PASSAGE:
Sunday, February 7, 2016

Vermillion - A Poem on Revision



 Looking at color on the internet is like taking a hike using Google Maps. On the other hand, it is a place to start. The color Vermilion comes from the mineral cinnabar and was popular in the Middle Ages, used frequently in the colorization of illuminated manuscripts. The Chinese also favored Vermilion for their lacquerware. Vermilion was also a favorite, it seems, with the painter Pierre Bonard.

 However, this is a post about the art of revision. Linda Pastan shows us the way a poem can turn ("Just so I stopped you") one idea into another, finally bridging the gap between painter and lover. For this reader, it is the final couplet that brings us back to the work of poetry.
 
Vermilion

Pierre Bonnard would enter

the museum with a tube of paint
in his pocket and a sable brush.
Then violating the sanctity
of one of his own frames
he'd add a stroke of vermilion
to the skin of a flower.
Just so I stopped you
at the door this morning
and licking my index finger, removed
an invisible crumb
from your vermilion mouth. As if
at the ritual moment of departure
I had to show you still belonged to me.
As if revision were
the purest form of love.

Saturday, January 30, 2016

Understood. Deadline Extended to Sunday, January 31st

See that mouse holding on to the minute hand of time? She will be doing that all weekend so that you can have 2 more days to send in your very brief application so that you can write for free at our winter writing retreat. Next Saturday, February 6th, Kelli Russell Agodon and I will be teaching an all day writing workshop: "Generating New Work" in the morning and "Art of Revision" in the afternoon.

We meet in a lovely space -- the many windowed party room with full kitchen of a West Lake Condo Building right by a coffee shop and Whole Foods (great for lunch).  Bus route, parking on the street, you name it -- we have it.

The Rich - Russell Scholarship costs nothing to submit to. Just send us three of your best poems and a paragraph on why you want to come write with us. Send it by by SUNDAY NIGHT at midnight to poetsonthecoast@gmail.com

If you just want to secure your spot in the morning or the afternoon event, you can sign-up now at our  Poets on the Coast website. Poets at all levels truly welcome from beginners to well published poets --- all ages and all genders. We're happy to have you join us.

This is our 4th year co-leading a winter retreat; it will be our only class this year in Seattle!

Wednesday, January 27, 2016

Once upon a time a poet and an artist got together...

Self Portrait by Carol Sawyer
Just over two years ago I found this photograph on the web. The encounter was almost that random. A year earlier, a friend of a friend had sent me Carol Sawyer's email address and told me Carol was a photo historian and might have information for me on Hannah Maynard, a Victorian photographer of the 19th century who worked in Victoria, B.C. At the time I was writing a sequence of poems on Maynard.

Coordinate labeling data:
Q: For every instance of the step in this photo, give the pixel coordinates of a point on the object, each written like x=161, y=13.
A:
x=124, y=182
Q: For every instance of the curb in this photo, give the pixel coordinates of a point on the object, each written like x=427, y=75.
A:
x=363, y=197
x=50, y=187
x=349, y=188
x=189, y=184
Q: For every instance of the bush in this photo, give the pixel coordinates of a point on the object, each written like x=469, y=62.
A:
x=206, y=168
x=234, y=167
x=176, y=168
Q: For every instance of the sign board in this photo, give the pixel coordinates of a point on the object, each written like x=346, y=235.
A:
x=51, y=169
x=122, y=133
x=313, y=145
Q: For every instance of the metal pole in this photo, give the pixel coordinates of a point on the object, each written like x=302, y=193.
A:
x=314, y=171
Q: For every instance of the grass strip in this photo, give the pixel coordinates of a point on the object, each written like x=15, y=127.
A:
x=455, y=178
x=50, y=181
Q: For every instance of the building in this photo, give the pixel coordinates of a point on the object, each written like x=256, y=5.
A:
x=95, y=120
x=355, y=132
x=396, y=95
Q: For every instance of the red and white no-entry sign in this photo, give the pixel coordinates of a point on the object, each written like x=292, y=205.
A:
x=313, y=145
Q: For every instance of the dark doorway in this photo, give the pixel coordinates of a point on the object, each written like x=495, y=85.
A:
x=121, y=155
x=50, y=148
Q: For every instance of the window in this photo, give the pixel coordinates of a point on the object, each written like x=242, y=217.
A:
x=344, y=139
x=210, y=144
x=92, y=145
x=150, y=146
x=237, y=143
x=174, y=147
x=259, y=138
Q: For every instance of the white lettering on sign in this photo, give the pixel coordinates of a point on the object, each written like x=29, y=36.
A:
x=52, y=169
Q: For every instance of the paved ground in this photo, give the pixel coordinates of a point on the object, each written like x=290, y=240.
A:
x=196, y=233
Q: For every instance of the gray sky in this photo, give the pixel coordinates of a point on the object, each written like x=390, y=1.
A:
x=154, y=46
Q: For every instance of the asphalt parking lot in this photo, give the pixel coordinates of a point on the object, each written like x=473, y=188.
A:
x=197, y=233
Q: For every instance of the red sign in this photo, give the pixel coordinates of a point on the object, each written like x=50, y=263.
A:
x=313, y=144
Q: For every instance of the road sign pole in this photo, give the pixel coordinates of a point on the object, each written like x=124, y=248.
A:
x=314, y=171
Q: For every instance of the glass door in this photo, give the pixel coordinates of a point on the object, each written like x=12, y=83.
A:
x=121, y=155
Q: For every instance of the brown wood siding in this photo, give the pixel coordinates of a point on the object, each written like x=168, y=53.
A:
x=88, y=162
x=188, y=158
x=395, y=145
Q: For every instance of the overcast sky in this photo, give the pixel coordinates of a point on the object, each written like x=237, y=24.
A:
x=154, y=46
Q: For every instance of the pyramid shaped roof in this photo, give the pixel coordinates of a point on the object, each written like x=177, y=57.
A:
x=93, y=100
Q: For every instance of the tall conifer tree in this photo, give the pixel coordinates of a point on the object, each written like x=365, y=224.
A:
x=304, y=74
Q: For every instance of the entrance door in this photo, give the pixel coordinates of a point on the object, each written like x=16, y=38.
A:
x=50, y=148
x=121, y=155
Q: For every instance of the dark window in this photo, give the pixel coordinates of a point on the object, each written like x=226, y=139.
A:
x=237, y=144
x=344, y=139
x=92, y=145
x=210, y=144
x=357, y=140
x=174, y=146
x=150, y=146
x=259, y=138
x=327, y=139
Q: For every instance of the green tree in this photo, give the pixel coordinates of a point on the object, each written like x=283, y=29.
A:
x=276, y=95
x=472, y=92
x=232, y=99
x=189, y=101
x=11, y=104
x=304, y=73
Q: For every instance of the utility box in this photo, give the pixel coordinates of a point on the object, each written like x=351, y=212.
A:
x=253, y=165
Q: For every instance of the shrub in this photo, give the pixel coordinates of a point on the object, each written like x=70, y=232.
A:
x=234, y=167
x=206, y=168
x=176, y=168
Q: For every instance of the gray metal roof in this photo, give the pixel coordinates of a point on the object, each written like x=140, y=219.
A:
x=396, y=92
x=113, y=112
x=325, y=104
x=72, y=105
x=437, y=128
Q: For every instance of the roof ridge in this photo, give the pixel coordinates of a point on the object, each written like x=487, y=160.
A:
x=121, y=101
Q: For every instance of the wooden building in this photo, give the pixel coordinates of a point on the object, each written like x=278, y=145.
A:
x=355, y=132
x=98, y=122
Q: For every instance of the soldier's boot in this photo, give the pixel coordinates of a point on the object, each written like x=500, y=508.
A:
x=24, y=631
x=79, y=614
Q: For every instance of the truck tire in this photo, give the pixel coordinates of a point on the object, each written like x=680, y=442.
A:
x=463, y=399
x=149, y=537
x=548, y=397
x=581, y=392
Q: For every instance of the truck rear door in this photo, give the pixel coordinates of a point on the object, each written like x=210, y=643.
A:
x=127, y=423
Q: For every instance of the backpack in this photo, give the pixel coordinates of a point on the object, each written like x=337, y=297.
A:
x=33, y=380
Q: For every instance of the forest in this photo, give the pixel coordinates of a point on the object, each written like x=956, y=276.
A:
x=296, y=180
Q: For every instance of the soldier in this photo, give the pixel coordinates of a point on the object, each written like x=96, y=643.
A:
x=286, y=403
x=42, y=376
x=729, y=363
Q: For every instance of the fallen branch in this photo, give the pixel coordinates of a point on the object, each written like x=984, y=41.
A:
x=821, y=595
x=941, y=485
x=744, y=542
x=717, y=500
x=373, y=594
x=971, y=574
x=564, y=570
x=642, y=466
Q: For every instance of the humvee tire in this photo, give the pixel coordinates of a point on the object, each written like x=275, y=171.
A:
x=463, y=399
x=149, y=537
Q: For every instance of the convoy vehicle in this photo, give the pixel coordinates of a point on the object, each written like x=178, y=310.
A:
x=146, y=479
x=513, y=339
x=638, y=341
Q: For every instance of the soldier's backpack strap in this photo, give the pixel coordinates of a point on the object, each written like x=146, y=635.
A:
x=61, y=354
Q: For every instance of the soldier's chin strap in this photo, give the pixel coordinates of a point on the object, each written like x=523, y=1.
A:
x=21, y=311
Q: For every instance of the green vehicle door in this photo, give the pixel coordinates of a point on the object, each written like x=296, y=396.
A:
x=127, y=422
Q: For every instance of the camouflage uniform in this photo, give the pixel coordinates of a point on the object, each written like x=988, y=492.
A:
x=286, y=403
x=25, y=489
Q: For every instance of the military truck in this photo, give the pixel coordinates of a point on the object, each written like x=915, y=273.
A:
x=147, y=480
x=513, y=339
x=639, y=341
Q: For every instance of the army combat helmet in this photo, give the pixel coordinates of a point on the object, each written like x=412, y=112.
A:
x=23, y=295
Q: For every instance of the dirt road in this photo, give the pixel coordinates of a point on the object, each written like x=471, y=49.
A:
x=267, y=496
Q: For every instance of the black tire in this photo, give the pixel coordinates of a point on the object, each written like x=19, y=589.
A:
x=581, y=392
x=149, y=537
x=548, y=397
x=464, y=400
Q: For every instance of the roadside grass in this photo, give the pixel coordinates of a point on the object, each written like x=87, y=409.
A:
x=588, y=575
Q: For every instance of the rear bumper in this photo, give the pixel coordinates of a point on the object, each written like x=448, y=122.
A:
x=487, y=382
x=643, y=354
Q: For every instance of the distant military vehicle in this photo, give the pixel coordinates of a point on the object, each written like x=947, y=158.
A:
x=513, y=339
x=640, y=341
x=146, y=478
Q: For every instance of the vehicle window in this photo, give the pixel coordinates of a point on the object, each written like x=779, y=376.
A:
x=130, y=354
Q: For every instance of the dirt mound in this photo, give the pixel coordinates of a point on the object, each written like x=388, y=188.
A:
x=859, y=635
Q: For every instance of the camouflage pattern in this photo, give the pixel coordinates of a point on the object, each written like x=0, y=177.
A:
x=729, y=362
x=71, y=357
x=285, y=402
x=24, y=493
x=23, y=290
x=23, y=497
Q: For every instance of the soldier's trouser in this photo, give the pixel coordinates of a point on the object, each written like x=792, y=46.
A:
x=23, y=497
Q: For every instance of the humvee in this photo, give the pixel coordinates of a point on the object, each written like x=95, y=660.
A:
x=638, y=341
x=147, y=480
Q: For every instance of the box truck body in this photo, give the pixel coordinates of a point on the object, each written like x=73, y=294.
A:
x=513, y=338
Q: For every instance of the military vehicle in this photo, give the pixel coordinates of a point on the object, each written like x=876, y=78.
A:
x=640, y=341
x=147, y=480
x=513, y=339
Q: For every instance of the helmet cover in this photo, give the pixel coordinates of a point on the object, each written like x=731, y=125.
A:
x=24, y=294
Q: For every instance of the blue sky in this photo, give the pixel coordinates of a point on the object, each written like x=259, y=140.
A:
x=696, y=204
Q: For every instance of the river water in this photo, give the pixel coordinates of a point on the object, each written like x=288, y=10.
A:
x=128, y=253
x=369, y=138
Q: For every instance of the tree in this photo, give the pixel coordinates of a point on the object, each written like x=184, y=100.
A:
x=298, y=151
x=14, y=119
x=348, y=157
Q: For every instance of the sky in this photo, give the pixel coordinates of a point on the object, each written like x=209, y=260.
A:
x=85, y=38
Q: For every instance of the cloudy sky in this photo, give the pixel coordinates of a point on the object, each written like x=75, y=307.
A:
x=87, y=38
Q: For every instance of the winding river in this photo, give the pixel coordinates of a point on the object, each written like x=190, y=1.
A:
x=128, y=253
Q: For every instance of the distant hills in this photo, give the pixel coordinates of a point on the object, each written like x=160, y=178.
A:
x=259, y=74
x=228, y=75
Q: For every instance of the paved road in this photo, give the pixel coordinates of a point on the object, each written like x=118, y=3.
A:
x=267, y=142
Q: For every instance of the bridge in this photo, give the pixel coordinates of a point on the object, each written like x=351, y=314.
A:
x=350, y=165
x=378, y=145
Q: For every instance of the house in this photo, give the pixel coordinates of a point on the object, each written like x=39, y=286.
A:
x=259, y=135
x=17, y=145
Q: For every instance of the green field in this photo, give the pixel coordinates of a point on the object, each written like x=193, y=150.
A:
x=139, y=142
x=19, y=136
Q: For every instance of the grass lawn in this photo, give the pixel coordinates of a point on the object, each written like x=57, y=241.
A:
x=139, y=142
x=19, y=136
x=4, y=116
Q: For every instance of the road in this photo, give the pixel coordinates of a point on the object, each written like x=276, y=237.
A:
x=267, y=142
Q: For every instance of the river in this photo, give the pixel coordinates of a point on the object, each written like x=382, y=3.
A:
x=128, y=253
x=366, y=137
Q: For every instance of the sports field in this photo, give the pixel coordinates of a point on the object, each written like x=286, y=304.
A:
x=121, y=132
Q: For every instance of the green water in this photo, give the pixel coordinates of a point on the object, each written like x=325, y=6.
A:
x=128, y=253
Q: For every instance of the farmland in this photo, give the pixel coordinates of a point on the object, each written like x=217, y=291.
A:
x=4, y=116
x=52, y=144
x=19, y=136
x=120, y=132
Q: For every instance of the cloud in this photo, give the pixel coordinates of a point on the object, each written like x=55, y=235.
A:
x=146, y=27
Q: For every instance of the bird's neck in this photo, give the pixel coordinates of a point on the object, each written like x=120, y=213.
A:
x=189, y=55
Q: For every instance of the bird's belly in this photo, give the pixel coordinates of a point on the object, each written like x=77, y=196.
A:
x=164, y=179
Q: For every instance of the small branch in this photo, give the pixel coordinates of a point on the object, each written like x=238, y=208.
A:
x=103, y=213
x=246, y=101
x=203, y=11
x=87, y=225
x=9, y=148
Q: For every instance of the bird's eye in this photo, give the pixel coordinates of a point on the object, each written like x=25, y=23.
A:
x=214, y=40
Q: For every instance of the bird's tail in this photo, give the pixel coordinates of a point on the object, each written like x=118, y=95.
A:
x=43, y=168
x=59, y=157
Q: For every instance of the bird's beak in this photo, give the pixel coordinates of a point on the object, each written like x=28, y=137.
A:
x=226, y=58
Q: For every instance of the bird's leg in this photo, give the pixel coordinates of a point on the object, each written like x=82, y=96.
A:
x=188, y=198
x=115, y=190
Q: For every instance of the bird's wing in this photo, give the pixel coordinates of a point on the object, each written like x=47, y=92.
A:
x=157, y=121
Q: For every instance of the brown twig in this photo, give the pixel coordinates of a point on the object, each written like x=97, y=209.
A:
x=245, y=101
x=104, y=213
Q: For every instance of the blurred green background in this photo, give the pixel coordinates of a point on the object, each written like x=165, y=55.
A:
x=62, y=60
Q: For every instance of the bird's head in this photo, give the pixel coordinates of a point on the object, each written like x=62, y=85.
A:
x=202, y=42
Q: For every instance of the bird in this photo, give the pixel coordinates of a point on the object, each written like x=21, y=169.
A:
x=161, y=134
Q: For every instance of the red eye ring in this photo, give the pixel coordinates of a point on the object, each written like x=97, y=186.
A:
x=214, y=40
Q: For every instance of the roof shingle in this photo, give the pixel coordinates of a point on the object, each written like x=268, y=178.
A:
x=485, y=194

AIM: From the poetry blog, copy everything from "Looking at color" down to "a sable brush.".

ANSWER FOR THIS EXERCISE:
Looking at color on the internet is like taking a hike using Google Maps. On the other hand, it is a place to start. The color Vermilion comes from the mineral cinnabar and was popular in the Middle Ages, used frequently in the colorization of illuminated manuscripts. The Chinese also favored Vermilion for their lacquerware. Vermilion was also a favorite, it seems, with the painter Pierre Bonard.

 However, this is a post about the art of revision. Linda Pastan shows us the way a poem can turn ("Just so I stopped you") one idea into another, finally bridging the gap between painter and lover. For this reader, it is the final couplet that brings us back to the work of poetry.
 
Vermilion

Pierre Bonnard would enter

the museum with a tube of paint
in his pocket and a sable brush.